▶ **MATERIAL PROVIDED**
*****

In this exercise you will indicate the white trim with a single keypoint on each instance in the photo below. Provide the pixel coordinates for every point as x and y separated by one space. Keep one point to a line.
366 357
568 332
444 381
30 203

*****

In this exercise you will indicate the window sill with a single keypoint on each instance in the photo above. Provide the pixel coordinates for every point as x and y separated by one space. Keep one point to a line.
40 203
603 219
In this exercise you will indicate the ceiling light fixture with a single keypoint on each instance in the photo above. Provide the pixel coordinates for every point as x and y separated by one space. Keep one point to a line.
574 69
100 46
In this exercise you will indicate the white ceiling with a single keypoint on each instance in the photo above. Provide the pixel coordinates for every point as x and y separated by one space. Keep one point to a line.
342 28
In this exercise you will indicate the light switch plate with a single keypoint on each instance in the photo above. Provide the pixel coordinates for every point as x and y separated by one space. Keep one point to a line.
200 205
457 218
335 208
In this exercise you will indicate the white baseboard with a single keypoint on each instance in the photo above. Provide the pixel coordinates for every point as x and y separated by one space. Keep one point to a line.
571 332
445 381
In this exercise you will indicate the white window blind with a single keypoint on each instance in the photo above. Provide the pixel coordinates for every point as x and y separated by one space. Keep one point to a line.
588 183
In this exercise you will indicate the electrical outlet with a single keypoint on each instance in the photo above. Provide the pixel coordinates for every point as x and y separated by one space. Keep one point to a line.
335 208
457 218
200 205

*****

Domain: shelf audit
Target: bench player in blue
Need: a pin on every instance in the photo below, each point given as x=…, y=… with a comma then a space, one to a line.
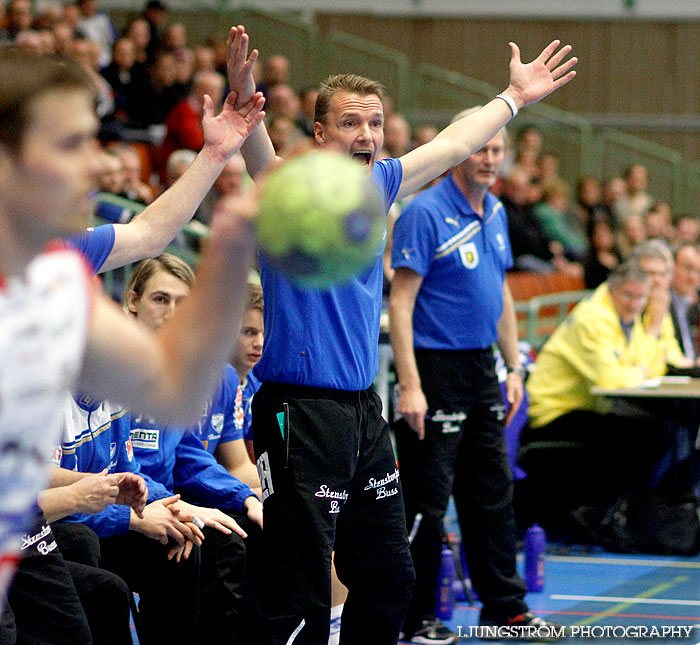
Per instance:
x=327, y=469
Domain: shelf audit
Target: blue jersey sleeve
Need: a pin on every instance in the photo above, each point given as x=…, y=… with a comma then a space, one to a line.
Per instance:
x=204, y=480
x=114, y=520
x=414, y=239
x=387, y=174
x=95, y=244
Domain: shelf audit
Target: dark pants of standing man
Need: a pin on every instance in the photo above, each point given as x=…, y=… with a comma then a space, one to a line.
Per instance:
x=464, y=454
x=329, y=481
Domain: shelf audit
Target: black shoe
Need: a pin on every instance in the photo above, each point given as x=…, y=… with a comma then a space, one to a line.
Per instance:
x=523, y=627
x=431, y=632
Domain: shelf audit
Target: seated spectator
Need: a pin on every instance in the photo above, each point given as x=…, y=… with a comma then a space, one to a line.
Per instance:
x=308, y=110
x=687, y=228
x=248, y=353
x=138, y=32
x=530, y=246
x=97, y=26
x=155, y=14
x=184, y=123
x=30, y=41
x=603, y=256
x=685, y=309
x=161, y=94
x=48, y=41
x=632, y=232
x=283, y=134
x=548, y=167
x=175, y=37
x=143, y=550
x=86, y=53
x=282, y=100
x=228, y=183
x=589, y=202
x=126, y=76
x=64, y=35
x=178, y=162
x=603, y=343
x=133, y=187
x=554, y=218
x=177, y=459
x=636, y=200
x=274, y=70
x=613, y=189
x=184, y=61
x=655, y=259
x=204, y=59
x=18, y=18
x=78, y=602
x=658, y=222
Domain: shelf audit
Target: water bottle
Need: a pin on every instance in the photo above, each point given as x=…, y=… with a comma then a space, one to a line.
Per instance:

*****

▶ **WORK INSTRUCTION**
Wherever a line in the data above holds "blue", copy that line.

▶ **EXERCISE SOLUTION**
Target: bench player in blue
Target: blue jersey sleeve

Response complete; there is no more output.